--- OBJECTIVES ---
#1 According to the text on reading about Buddhism, what does the title "Thera" mean?
#2 Copy the passage from the text on reading about Buddhism starting at "If you want" and ending at "by Bhikkhu Bodhi.", swapping "authoritative" for "reliable".

[Questions have been summarized.] I have read 3 introductions to buddhism. Where do I go from here? Sutras? I'm also interested in meditation.
I've always had a feeling that what we perceive about ourselves and also how others perceive themselves and us is very much illusionary. I want to dig deeper into this fact to improve happiness.
I have no attraction whatsoever into the historical Buddha as I feel no on can really say.
I was born into a catholic society (French Canada) and I know how twisted and convoluted church doctrine can be. I don't put much values in miracles or esoteric stuff.
I'm happy to know of your interest in a contemporary approach of living Buddhism, not the traditional "church" Buddhism. Yes, all world religions sooner or later petrify into some kind of "church" tradition, claiming final and absolute answers for everything. The beauty of Buddhism is the freedom and latitude it gives us to think and ask about it, leaving us to discover the truth for ourselves (as the Buddha himself did).
The God idea is a spiritually beautiful and powerful notion, but the theologians and church princes destroyed him by their personalization of something truly spiritual and "empty". Similarly, Buddhist theologians and temple-runners have created their own Buddhas so that now we cannot see the woods for the trees. But Buddhism, being a living religion, has a way of rejuvenating itself, that is, as long as we have truth-seekers. But let me start at the beginning to answer your question, which is characteristic, in a wonderful way, of thinking seekers of our times.
I can relate to you, since I am going through that stage right now even though I had been a monk for over 20 years, but now with a happy family and still teaching Buddhism today. It is not that I have faith in Buddhism, but I have many spiritual questions myself, answers for which I seek—often I do not know what the question is! Yet in answering the questions of others (like yourself) I get hints to their answers. (More of this in due course, at the appropriate time.)
I love Buddhist books, collect them and could recommend a lifetime of reading. But let me be realistic and suggest a balanced approach. I find it personally rewarding to have an academic as well as a spiritual approach to Buddhism.
By "academic" here is meant that the reading materials are well-researched, well-written and unbiased (interdenominational). Invariably this would give important reflections on early Buddhism (the basic teachings) in the light of our contemporary society. An excellent recommended reading here is:
Peter Harvey, AN INTRODUCTION TO BUDDHIST ETHICS, Cambridge University Press, 2000.
My first reason for choosing this title for you is in response to your remark that you "feel no attraction whatsoever [to] the historical Buddha as I feel no one can say [who he really is]." Peter Harvey is also the first Professor specifically of "Buddhist Studies" in the UK. And his book not only gives a fresh and balanced account of basic Buddhist teachings but also addresses many contemporary issues.
If you want to read primary texts (i.e. the original scriptures of early Buddhism), I recommend:
NUMERICAL DISCOURSES OF THE BUDDHA (An anthology of suttas from the Anguttara Nikaya), tr, & ed. Nyanaponika Thera & Bhikkhu Bodhi, Lanham, MD: Altamira Press, 1999.
["Thera" is a title meaning "elder monk"; "Bhikkhu" means "monk".]
This is a good authoritative introduction to the original texts complete with notes. If you enjoy this book, you might like to go on to other larger volumes of the Pali Canon (early Buddhist texts) translated by Bhikkhu Bodhi.

--- DATA EXTRACT ---
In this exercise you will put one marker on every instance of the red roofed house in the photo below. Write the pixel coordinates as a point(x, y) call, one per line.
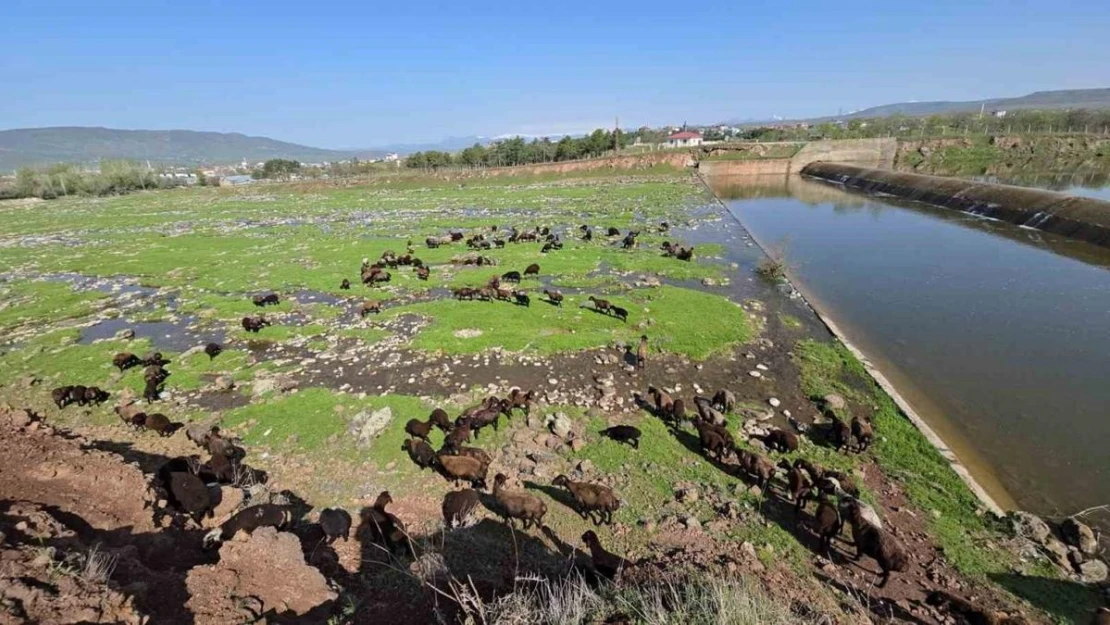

--- RESULTS OF THE EXERCISE ---
#1 Elder monk.

#2
If you want to read primary texts (i.e. the original scriptures of early Buddhism), I recommend:
NUMERICAL DISCOURSES OF THE BUDDHA (An anthology of suttas from the Anguttara Nikaya), tr, & ed. Nyanaponika Thera & Bhikkhu Bodhi, Lanham, MD: Altamira Press, 1999.
["Thera" is a title meaning "elder monk"; "Bhikkhu" means "monk".]
This is a good reliable introduction to the original texts complete with notes. If you enjoy this book, you might like to go on to other larger volumes of the Pali Canon (early Buddhist texts) translated by Bhikkhu Bodhi.